■ 提示文
車いすの公共交通機関利用時における乗降及び車内安全性に関する研究 委員名簿
(敬称略・順不同)
委員長 鎌田 実 東京大学大学院工学系研究科産業機械工学専攻 教授
委員 藤井 直人 神奈川県総合リハビリテーションセンター研究部リハビリテーション工学研究室 室長
 〃 今福 義明 NPO法人DPI日本会議 交通問題担当役員
 〃 妻屋 明 社団法人全国脊髄損傷者連合会 理事長
 〃 星川 安之 財団法人共用品推進機構 専務理事
 〃 清水 壮一 日本福祉用具・生活支援用具協会 専務理事
 〃 冨田 征弘 社団法人日本バス協会 技術部 部長
 〃 泰松 潤 社団法人日本自動車工業会 福祉車両部会 部会長
 〃 吉田 良治 社団法人日本旅客船協会 業務部 部長
 〃 佐藤 永佳 車いす姿勢保持協会 副会長
 〃 石丸 尋士 社団法人自動車技術会技術・規格グループシニアグループリーダー、事務局次長
 〃 大沼 俊之 国土交通省総合政策局 交通消費者行政課 課長補佐
 〃 久保田 秀暢 国土交通省自動車交通局技術安全部技術企画課 車両安全対策調整官
 〃 野崎 慎一 東京都交通局 自動車部車両課 課長
 
事務局 岩佐 徳太郎 交通エコロジー・モビリティ財団 バリアフリー推進部 部長
 〃  沢田 大輔 交通エコロジー・モビリティ財団 バリアフリー推進部 企画調査課企画係長
 
作業協力 益森 芳成 株式会社企画開発 社会経済部交通経済調査室 室長
 〃   高光 美智代 株式会社企画開発 社会経済部交通環境課 課長補佐
 〃   松川 不二夫 財団法人日本自動車研究所 安全研究部 兼 研究管理部
 〃   荒井 紀博 財団法人日本自動車研究所 安全研究部 事故分析グループ
 
第3回委員会(平成19年1月30日)でご協力いただいた事業者
東京都交通局 深川営業所
京成バス株式会社 江戸川営業所
 
第1章. 調査の概要
1-1 事業の目的
 交通バリアフリー法(高齢者、身体障害者等の公共交通機関を利用した移動の円滑化の促進に関する法律)が施行されてすでに6年が経過し、公共交通機関の車両や駅施設などのバリアフリー化が進んでおり、高齢者、障害のある方々の外出の機会も増大している。また、平成18年6月には建築物のハートビル法と一体となったバリアフリー新法(高齢者、障害者等の移動等の円滑化の促進に関する法律)が公布された。

あるコレクションの記録
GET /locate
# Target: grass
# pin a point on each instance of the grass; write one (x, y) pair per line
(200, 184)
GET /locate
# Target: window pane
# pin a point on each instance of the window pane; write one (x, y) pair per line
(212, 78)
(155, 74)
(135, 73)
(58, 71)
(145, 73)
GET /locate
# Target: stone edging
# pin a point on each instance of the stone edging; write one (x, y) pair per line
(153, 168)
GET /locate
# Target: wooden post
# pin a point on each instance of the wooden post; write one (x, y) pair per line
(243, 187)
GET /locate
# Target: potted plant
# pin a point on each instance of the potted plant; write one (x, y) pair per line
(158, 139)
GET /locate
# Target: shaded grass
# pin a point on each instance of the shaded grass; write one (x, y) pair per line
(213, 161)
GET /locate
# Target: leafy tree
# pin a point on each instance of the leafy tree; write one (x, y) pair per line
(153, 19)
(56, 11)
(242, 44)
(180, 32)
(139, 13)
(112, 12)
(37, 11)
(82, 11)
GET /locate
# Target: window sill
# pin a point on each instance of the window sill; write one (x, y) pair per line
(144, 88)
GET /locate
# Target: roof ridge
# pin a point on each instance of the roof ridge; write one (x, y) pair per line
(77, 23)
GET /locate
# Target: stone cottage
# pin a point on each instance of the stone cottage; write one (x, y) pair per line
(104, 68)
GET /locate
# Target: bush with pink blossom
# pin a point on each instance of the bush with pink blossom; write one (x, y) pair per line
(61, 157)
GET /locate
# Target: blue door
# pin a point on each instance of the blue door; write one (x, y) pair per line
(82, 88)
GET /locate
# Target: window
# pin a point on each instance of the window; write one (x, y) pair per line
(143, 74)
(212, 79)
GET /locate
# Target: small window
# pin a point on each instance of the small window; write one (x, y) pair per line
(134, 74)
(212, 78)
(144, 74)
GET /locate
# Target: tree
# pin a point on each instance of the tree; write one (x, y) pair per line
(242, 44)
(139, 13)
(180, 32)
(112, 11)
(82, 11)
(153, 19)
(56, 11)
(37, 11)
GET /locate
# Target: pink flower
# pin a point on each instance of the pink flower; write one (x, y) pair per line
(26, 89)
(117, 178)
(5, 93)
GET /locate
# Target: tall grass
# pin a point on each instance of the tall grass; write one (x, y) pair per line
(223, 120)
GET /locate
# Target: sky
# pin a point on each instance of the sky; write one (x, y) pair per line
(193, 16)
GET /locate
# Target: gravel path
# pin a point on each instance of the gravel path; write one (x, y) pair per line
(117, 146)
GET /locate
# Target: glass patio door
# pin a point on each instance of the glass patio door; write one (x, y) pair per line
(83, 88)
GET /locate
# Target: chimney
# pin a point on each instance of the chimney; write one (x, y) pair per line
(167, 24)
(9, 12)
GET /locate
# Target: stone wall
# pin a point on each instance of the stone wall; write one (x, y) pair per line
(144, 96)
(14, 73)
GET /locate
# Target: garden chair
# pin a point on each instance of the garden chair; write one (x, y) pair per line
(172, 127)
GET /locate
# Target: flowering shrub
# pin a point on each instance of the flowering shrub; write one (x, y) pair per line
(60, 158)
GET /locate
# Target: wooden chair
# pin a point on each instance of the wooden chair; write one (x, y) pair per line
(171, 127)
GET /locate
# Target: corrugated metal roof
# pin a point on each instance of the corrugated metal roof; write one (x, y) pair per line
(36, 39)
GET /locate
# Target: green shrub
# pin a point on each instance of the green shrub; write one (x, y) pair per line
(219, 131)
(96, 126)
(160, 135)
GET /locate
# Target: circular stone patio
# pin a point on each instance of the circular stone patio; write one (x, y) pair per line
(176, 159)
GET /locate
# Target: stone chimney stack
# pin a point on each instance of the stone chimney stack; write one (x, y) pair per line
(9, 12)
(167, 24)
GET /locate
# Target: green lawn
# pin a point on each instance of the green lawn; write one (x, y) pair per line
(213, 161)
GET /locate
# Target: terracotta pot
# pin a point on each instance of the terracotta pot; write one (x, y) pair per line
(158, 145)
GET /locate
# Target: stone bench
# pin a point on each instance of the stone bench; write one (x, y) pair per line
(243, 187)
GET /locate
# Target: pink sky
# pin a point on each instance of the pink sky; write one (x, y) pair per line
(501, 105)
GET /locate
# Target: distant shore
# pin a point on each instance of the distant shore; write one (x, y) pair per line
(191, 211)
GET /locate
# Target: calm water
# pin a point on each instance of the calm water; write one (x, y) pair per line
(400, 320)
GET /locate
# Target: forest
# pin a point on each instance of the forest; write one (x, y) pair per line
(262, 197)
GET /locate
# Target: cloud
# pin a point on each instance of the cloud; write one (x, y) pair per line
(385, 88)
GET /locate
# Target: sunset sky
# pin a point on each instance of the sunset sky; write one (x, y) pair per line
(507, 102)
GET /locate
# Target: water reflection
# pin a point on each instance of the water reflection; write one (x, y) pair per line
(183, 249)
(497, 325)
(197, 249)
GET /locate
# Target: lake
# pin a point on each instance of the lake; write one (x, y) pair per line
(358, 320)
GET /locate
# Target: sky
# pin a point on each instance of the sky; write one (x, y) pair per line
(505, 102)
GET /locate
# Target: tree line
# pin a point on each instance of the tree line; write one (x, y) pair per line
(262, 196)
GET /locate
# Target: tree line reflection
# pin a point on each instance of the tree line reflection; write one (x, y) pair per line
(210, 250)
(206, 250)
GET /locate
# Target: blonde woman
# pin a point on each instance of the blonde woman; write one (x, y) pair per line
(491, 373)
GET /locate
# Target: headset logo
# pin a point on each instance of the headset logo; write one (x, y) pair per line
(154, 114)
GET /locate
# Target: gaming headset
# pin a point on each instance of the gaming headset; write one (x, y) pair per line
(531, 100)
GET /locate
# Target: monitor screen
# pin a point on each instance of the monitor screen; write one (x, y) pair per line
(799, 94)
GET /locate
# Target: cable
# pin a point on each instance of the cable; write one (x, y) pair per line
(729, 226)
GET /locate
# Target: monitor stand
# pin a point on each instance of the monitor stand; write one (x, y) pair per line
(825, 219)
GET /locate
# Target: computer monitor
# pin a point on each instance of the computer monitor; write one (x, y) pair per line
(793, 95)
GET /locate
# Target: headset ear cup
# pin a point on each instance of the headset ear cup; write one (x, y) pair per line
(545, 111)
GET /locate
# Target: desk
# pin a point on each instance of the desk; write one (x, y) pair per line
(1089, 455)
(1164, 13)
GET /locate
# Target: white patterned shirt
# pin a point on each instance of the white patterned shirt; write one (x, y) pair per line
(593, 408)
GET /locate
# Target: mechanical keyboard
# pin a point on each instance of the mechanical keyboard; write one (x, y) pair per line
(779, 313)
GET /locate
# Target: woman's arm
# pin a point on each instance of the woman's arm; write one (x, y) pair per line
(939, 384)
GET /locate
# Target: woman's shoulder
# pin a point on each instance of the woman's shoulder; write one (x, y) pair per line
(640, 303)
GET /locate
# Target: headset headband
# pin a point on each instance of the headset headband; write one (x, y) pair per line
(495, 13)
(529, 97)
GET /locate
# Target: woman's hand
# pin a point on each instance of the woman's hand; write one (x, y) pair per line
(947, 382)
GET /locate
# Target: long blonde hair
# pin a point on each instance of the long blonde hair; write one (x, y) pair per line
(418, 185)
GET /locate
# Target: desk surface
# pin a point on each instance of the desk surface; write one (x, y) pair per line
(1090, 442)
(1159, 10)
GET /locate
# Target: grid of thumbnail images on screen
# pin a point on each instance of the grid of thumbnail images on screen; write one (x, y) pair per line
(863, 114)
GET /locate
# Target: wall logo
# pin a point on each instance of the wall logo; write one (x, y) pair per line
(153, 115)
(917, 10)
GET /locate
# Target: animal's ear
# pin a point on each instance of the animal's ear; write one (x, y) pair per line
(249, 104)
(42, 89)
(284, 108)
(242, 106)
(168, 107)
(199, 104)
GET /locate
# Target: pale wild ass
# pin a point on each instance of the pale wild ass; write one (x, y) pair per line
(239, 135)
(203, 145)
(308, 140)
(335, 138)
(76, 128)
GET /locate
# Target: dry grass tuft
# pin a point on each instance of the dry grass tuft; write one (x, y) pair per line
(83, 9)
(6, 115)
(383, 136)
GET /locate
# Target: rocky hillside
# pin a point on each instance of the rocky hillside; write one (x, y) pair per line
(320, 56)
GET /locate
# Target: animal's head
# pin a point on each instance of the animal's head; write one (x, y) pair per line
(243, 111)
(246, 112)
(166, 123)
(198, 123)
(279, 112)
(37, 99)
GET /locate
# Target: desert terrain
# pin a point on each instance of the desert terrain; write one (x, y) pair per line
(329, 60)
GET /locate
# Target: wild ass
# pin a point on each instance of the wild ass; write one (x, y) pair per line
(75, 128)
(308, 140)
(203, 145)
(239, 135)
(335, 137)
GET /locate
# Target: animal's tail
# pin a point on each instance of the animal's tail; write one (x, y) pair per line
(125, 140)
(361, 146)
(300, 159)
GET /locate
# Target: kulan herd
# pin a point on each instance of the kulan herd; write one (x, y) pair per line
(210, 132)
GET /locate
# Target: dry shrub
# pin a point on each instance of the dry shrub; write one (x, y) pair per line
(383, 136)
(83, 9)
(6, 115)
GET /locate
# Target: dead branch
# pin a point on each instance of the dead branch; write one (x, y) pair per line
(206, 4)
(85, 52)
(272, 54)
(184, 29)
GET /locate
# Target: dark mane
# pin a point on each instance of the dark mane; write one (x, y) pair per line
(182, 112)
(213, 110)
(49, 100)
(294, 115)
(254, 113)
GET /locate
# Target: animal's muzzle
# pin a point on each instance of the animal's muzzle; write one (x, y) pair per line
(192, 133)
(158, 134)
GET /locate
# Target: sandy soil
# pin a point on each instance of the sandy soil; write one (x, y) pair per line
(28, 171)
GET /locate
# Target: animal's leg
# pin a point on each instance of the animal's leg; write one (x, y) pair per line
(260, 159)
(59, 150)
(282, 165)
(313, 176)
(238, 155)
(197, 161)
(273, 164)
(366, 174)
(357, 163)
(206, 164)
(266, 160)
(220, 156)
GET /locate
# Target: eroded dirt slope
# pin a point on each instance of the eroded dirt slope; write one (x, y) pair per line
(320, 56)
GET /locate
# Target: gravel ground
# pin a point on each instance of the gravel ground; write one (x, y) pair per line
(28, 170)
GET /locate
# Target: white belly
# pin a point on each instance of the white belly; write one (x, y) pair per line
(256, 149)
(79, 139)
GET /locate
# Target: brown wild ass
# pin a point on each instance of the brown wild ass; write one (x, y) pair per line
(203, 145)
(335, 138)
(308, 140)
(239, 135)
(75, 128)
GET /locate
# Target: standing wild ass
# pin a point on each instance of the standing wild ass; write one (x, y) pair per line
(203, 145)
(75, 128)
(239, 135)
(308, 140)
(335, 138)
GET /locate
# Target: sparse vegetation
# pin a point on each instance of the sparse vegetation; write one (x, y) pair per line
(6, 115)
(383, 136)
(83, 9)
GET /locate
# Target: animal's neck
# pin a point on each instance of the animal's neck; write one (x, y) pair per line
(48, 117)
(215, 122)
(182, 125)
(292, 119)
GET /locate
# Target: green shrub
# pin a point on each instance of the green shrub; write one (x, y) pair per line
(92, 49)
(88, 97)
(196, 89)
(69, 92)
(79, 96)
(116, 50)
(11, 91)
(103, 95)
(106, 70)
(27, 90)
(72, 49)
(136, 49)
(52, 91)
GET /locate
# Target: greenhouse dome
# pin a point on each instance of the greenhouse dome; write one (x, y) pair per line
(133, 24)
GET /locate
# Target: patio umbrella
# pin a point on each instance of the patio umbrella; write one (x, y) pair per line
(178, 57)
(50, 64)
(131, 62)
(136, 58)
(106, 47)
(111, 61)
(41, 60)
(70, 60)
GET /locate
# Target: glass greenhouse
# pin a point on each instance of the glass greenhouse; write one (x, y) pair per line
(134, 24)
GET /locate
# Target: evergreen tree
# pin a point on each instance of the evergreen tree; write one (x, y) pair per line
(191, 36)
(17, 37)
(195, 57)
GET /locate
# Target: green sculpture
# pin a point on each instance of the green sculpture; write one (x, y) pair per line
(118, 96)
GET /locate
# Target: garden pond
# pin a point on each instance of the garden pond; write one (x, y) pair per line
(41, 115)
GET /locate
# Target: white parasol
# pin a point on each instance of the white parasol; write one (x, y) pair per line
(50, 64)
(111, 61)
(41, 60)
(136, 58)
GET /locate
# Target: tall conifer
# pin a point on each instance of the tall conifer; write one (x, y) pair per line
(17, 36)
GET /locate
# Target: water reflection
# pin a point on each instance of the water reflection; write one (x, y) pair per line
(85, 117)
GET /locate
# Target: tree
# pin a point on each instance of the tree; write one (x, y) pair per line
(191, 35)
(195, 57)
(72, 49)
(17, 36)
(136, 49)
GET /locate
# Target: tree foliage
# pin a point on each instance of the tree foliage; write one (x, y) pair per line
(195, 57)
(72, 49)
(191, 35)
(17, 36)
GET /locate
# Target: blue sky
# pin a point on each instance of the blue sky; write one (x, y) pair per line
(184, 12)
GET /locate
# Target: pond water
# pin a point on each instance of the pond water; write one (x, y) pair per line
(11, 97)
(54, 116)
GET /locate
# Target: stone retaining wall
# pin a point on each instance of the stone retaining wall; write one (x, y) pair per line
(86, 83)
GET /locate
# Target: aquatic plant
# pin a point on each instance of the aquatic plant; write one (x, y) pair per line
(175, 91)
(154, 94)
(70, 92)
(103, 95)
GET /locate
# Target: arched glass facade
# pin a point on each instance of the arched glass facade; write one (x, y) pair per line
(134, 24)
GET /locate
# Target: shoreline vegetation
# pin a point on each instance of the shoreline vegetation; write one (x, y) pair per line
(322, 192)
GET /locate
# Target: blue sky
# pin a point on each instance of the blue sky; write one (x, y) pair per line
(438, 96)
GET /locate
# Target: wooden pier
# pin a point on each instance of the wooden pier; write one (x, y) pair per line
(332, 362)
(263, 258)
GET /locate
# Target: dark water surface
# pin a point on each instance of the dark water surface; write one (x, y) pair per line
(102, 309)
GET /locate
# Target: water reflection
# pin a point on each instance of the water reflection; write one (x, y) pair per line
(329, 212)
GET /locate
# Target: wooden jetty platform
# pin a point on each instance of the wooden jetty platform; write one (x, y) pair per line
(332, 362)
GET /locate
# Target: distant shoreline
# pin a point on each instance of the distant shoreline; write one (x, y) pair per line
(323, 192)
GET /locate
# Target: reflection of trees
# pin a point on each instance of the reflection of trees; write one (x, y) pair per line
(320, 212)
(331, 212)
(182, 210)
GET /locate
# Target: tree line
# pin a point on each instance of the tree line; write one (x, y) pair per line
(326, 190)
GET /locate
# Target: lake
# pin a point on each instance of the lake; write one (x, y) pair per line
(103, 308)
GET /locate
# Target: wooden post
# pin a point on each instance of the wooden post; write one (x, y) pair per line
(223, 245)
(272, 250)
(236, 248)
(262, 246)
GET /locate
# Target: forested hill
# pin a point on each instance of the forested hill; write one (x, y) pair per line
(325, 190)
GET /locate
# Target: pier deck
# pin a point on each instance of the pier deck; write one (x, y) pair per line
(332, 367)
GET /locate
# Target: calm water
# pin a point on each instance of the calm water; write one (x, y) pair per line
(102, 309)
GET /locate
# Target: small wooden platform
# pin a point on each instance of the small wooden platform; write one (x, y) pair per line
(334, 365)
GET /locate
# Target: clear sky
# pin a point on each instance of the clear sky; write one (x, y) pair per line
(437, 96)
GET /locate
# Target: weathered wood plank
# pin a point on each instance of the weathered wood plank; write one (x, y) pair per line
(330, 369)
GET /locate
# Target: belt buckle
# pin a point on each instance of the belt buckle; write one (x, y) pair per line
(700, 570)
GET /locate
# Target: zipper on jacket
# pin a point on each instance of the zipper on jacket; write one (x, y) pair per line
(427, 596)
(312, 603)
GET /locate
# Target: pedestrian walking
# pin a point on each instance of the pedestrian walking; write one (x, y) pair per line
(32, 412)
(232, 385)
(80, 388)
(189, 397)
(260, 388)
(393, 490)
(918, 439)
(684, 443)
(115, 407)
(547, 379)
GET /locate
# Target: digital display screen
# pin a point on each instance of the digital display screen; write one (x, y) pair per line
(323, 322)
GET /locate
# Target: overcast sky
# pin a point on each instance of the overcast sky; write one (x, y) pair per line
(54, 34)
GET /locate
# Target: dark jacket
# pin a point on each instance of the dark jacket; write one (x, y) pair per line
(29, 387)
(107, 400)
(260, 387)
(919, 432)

■ 課題のねらい
提示文のうち、「第3回委員会(平成19年1月30日)でご協力いただいた事業者」を含む語句で始まり「に関する法律)が公布された。」で終わる部分を、「第3回委員会」を「第2回委員会」に差し替えて書き直すとどうなりますか。 これらの項目は、提示文とは切り離された別の資料です。

■ 本問の解答
第2回委員会(平成19年1月30日)でご協力いただいた事業者
東京都交通局 深川営業所
京成バス株式会社 江戸川営業所
 
第1章. 調査の概要
1-1 事業の目的
 交通バリアフリー法(高齢者、身体障害者等の公共交通機関を利用した移動の円滑化の促進に関する法律)が施行されてすでに6年が経過し、公共交通機関の車両や駅施設などのバリアフリー化が進んでおり、高齢者、障害のある方々の外出の機会も増大している。また、平成18年6月には建築物のハートビル法と一体となったバリアフリー新法(高齢者、障害者等の移動等の円滑化の促進に関する法律)が公布された。